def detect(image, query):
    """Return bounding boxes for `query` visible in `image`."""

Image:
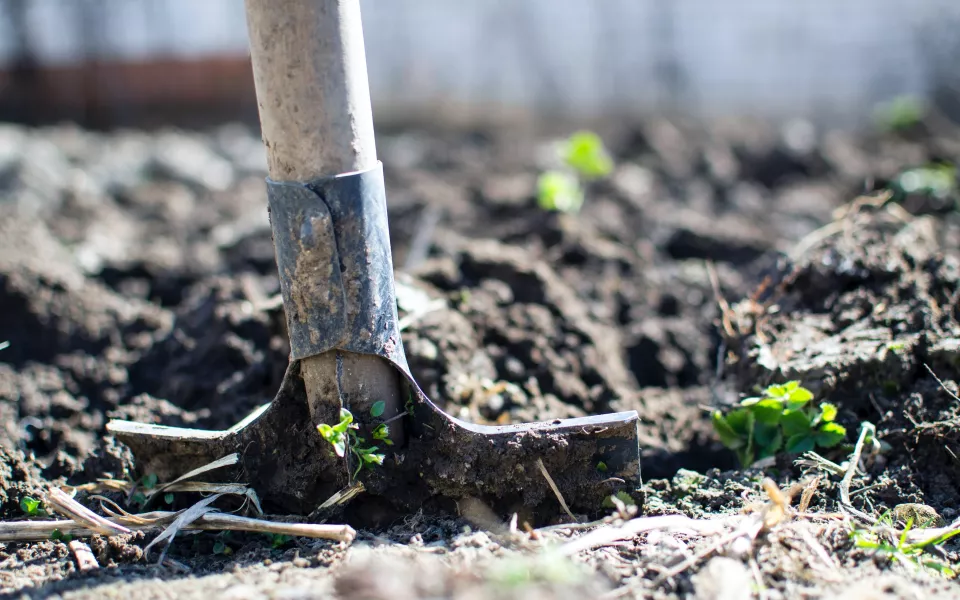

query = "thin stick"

[924,364,960,403]
[536,459,576,523]
[44,488,131,536]
[0,512,356,544]
[839,422,876,524]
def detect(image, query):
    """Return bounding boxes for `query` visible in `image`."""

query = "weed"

[537,131,613,214]
[20,496,44,517]
[851,514,960,577]
[713,381,847,467]
[318,408,386,479]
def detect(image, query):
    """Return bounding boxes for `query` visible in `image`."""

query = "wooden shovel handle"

[244,0,377,180]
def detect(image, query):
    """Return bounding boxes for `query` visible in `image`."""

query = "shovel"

[107,0,642,520]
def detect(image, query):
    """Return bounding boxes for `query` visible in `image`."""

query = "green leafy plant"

[712,381,847,466]
[20,496,43,517]
[852,514,960,577]
[537,131,613,214]
[318,408,385,479]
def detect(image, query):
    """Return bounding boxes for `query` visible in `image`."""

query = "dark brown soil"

[3,116,960,598]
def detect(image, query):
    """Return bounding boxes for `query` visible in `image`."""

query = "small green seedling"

[537,131,613,214]
[873,95,925,132]
[891,162,956,200]
[852,514,960,577]
[318,408,386,479]
[269,533,293,549]
[50,529,73,543]
[213,540,233,556]
[713,381,847,467]
[20,496,43,517]
[164,493,175,505]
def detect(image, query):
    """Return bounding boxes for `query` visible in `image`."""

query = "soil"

[2,115,960,598]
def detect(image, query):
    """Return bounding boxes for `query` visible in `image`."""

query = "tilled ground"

[2,116,960,598]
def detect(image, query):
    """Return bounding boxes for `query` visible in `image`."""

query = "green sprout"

[712,381,847,467]
[873,96,925,132]
[20,496,43,517]
[213,540,233,556]
[890,162,956,200]
[537,131,613,214]
[561,131,614,179]
[318,408,385,479]
[269,533,293,549]
[50,529,73,543]
[851,514,960,577]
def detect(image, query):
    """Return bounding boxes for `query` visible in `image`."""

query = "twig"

[536,459,576,523]
[68,540,100,572]
[145,494,223,563]
[798,476,821,514]
[558,515,736,556]
[44,488,131,536]
[151,453,239,499]
[839,422,876,524]
[924,364,960,403]
[0,511,356,544]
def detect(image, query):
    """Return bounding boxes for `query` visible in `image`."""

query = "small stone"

[692,556,753,600]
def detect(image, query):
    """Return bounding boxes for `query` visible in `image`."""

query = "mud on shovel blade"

[107,164,642,516]
[106,0,642,518]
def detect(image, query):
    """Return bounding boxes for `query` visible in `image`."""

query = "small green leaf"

[815,423,847,448]
[596,461,608,472]
[712,411,744,449]
[141,473,159,490]
[764,384,787,398]
[331,438,346,458]
[819,402,838,423]
[739,396,761,407]
[787,386,814,407]
[756,428,784,460]
[20,497,40,516]
[131,492,147,507]
[537,171,584,213]
[317,423,335,440]
[725,408,752,436]
[370,401,386,418]
[786,434,816,454]
[213,540,232,555]
[781,410,812,436]
[783,381,800,392]
[50,529,72,542]
[164,493,175,505]
[362,453,385,466]
[753,422,780,448]
[561,131,614,179]
[750,399,785,425]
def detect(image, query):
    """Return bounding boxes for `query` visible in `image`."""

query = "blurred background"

[2,0,960,129]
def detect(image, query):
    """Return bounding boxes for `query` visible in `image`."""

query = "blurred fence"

[1,0,959,127]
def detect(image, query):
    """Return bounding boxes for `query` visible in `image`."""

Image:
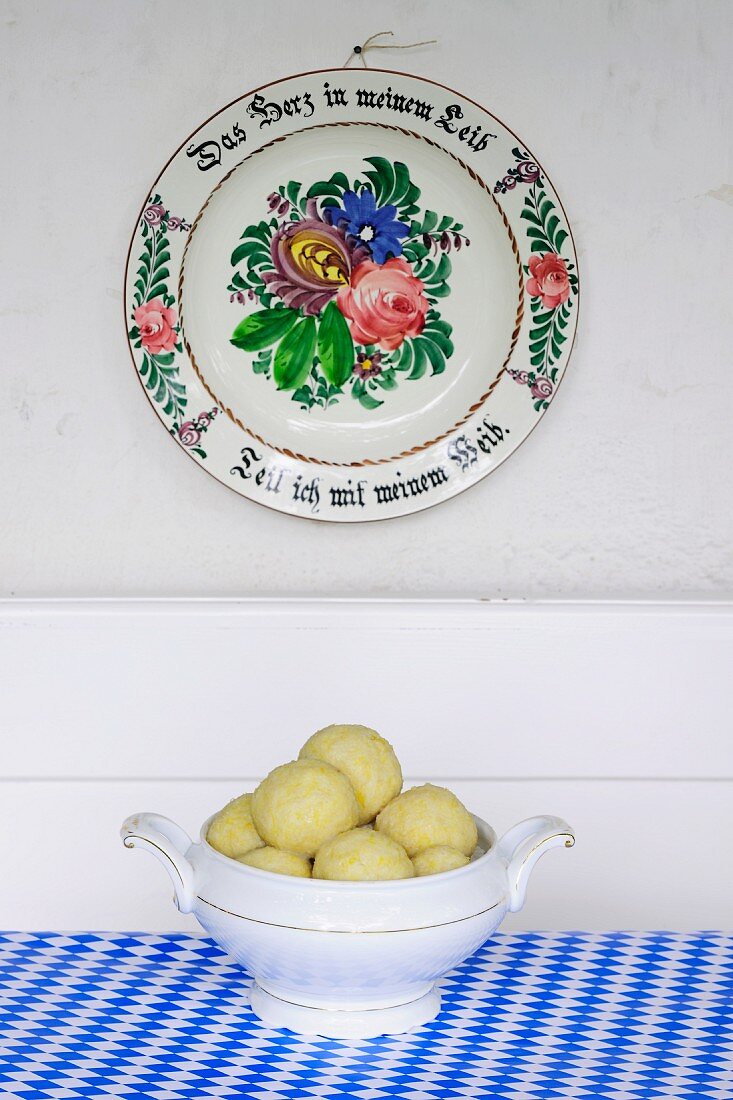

################

_INSTRUCTIONS FOR THE TASK_: Apart from the images, retype the full material exactly as written.

_SOLUTION FOR THIS PROBLEM_:
def detect(image, query):
    """Return bounding boxes for `query` visible in `image`."""

Image:

query = "thin stick"

[924,364,960,403]
[536,459,576,523]
[44,488,131,536]
[0,512,356,544]
[839,422,876,524]
def detect(image, query):
    """Return bounding boxes for `query` visible in `image`."""

query = "weed"

[537,131,613,214]
[20,496,44,517]
[851,514,960,577]
[713,381,847,467]
[318,408,386,479]
def detect(image, query):
    """Return bounding boxes for `query` visible in `image`."""

query = "wooden shovel handle"

[244,0,377,180]
def detect(image, query):
    """Return bounding boxes for `query` visible in `image`."""

query = "shovel"

[107,0,642,520]
def detect(image, query):
    """Return bounding boxes for `query` visible in `image`."""

query = "green leafy plant"

[712,381,847,466]
[20,496,43,517]
[852,514,960,577]
[537,131,613,214]
[318,408,385,479]
def detect(image, query):
    """Return bounding boxes for `query` visible in `image`."""

query = "dark brown soil"

[3,116,960,598]
def detect(image, query):
    """Return bounding boxes for `query` visible in `image`."""

query = "small green seedling"

[537,131,613,214]
[873,95,925,132]
[891,162,956,200]
[852,514,960,577]
[318,408,386,479]
[269,533,293,549]
[50,529,73,543]
[213,540,233,556]
[713,381,847,467]
[20,496,43,517]
[164,493,175,505]
def detect(image, query):
    """Return bounding boxes for `query` visible in `image`."""

query = "soil"

[2,115,960,598]
def detect(image, query):
    """Return bounding boxes for `query` visible in `image`."""

query = "tilled ground"

[2,116,960,598]
def detect(image, query):
    """Return bounding boxes for `query` visible in `image`."""

query = "green sprout"

[712,381,847,467]
[873,96,925,132]
[20,496,43,517]
[213,540,233,556]
[890,162,956,200]
[537,131,613,214]
[561,131,614,179]
[318,408,385,479]
[269,533,293,549]
[50,529,73,543]
[851,514,960,577]
def detect(image, query):
    """Return bounding boxes for `query` visible in `image`."""

query = "twig"

[536,459,576,523]
[68,540,100,572]
[145,494,223,563]
[798,476,821,514]
[558,515,736,556]
[44,488,131,536]
[151,453,239,499]
[839,422,876,524]
[924,364,960,403]
[0,511,356,544]
def detect(image, query):
    """Return bounding boxes for `query` visible in `image`."""

query = "small stone"

[692,556,753,600]
def detect(image, query):
    """Return bounding boxes for `query` visible in `image`."""

query = "mud on shovel blade"

[107,164,642,516]
[106,0,642,518]
def detect(image, query):
    """Return bounding boxes for `query` visible in `image`."""

query = "small green leaf"

[815,423,847,448]
[596,461,608,472]
[712,411,744,449]
[141,473,159,490]
[764,384,787,398]
[331,438,346,458]
[819,402,838,423]
[739,396,761,407]
[787,386,814,407]
[756,428,784,460]
[20,497,40,516]
[131,492,147,507]
[537,171,584,213]
[317,423,335,440]
[725,408,752,436]
[370,401,386,418]
[786,434,816,454]
[213,540,232,555]
[781,410,812,436]
[783,381,800,392]
[50,529,72,542]
[164,493,175,505]
[362,453,385,466]
[753,422,780,448]
[561,131,614,179]
[750,399,785,425]
def detect(image, query):
    """Return bounding boxes for `query` visible in `image`."""

query = "blurred background"

[2,0,960,129]
def detect(image, query):
    """Return bounding boxes for `query` visible in `image`."""

query = "blurred fence"

[1,0,959,127]
def detect(image, query):
    """Return bounding boxes for `query` visible in `image`."""

Image:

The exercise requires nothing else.